◆ TEXTO APRESENTADO ◆
Em relação a nossa análise diante dos dados coletados, é possível
destacar que que Segundo Masson (2010) no artigo Estilo de vida, aspectos de
saúde e trabalho de motoristas de
caminhão, em muitos outros estudos o perfil do motorista de caminhão é semelhante,
sendo a categoria profissional constituída basicamente pelo gênero masculino,
homens que têm uma família constituída e, em geral, sustentam a família. Essa
profissão, que garante as condições de sustento do lar, tem características
próprias, que fazem com que o motorista conviva pouco tempo com a família,
viajando durante longo tempo sozinho, longe de momentos e datas familiares
importantes, o que o torna, muitas vezes, um profissional isolado. Nesse
sentido, observa-se que para se estabelecer um padrão de qualidade de vida, é
essencial o equilíbrio entre o trabalho e o lazer.
Na profissão de motorista não existe rotina diária de trabalho, não há
horário previsto para refeição e descanso, ou datas previstas para estar com a
família.
Apesar de todas as dificuldades que o motorista enfrenta no trabalho, é
possível observar que muitos ainda encontram satisfação e se orgulham da
profissão como foi o caso do nosso entrevistado que relatou gostar do que faz e
o fazer além de por motivos financeiros por influência de familiares que também
exercem a mesma profissão.
Masson (2010), fez uma pesquisa com 105 caminhoneiros e o grau de
escolaridade da maioria dos entrevistados foi inferior a oito anos de estudo
para 64,8% da amostra. Esse resultado,
vai ao encontro a um dos relatos do entrevistado relacionado a sua escolha pela
profissão.
A trajetória profissional do motorista de caminhão interfere em sua
saúde, pois o torna vulnerável ao uso de drogas psicoativas, a problemas
posturais – caso de nosso entrevistado - e às práticas sexuais eventuais.

◆ INSTRUÇÕES DA TAREFA ◆
Dê sequência ao texto sobre a vida e o trabalho dos motoristas de caminhão, começando logo após a última frase apresentada. As entradas a seguir provêm de uma fonte diferente da do texto acima.

◆ ENTRADAS DO CONJUNTO ◆
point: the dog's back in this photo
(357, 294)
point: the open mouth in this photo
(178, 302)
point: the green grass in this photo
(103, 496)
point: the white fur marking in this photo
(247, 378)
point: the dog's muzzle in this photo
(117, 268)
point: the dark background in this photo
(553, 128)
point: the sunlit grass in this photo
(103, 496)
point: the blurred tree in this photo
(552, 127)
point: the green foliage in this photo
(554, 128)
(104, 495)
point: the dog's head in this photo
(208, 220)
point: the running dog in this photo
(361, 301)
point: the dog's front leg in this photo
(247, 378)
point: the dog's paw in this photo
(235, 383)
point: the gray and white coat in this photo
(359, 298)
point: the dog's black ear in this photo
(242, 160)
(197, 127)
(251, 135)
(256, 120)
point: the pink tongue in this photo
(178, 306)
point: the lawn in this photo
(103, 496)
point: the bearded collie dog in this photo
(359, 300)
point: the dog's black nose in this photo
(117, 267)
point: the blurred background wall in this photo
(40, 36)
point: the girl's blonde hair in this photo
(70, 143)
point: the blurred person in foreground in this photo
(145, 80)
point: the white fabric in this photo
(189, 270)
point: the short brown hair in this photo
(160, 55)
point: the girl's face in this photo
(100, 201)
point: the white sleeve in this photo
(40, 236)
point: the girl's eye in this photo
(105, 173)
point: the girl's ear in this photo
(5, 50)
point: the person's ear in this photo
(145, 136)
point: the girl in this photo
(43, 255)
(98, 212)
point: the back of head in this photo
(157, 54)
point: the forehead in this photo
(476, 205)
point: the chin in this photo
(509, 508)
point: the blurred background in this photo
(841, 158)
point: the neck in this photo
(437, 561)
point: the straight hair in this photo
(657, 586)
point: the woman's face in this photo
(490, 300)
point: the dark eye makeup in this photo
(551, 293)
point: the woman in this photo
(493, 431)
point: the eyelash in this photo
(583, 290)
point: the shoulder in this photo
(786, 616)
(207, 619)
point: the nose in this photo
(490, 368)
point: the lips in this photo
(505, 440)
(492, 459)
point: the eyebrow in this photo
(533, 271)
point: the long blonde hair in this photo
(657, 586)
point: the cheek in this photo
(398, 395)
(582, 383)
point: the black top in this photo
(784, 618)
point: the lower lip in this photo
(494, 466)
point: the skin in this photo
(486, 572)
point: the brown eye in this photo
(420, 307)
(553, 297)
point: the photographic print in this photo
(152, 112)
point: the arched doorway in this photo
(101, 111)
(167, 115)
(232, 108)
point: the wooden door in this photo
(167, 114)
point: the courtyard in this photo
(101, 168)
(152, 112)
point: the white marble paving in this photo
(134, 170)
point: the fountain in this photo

◆ RESPOSTA ABAIXO ◆
Segundo Botelho (2011) estes profissionais, com o ritmo intenso de
trabalho a que são submetidos, devido às longas distâncias a serem percorridas,
as responsabilidades de entrega e seguridade tanto da carga quanto do veículo,
diante destes fatores, os caminhoneiros necessitam dormir na boléia, com
alimentação conforto e segurança precária e acabam por desenvolver desgaste
físico-mental, bem como, emocional-afetivo interferindo na qualidade de vida do
indivíduo. Penteado (2008) reitera a existência de comprometimentos na saúde em
decorrência do exercício da atividade profissional dos caminhoneiros.
Tal afirmativa, vai ao encontro da fala do entrevistado em que avalia
as condições de trabalho como perigosas, trafegando em rodovias mal projetadas
e mal conservadas, ressaltando ainda questão da violência. Segundo Martins e
Dell’Agli (2014) no que se refere à pessoa, os entrevistados demonstraram
admiração por pessoas generosas, justas e honestas; como motoristas, refletiram
admiração por honestidade e respeito.O que vai ao encontro do que coletamos com
o nosso entrevistado que relatou seguir a profissão por necessidade e admiração
pela conduta como motoristas de caminhão de alguns familiares seus.
Quanto à indignação, mencionada também por Martins e Dell’Agli
(2014) no que tange as condições de
trabalho os motoristas entrevistados demonstraram grande indignação e
insatisfação, o que coincide com o relato de M. que em diversos momentos mencionou
aspectos referentes as condições de trabalho bem como a Lei do Descanso que lhe
geram indignação.
Outro fator que é possível relacionar são os problemas na coluna e no
nervo ciático devido a profissão, durante viagens que podem durar até 10 horas
ficando nítido a diminuição da qualidade de vida em função do trabalho, fato
este confirmado por diversas pesquisas que vêm descrevendo os
impactos negativos sobre a saúde geral destes profissionais, destacando
ainda a necessidade de desenvolvimento de ações educativas de promoção a saúde
em uma perspectiva mais ampla e abrangente, envolvendo profissionais e empresas
contratantes, bem como lhes proporcionar uma melhor qualidade de vida no
próprio trabalho, com melhores condições de segurança e rodovias acessíveis
para o uso dos mesmos.
Em relação a afirmativa do entrevistado no que refere-se a nova lei,
Waltrich (2014) aponta que a inexistência de políticas públicas que garantam
eficiência traduz o descompasso dos poderes legislativo e executivo em nosso
país.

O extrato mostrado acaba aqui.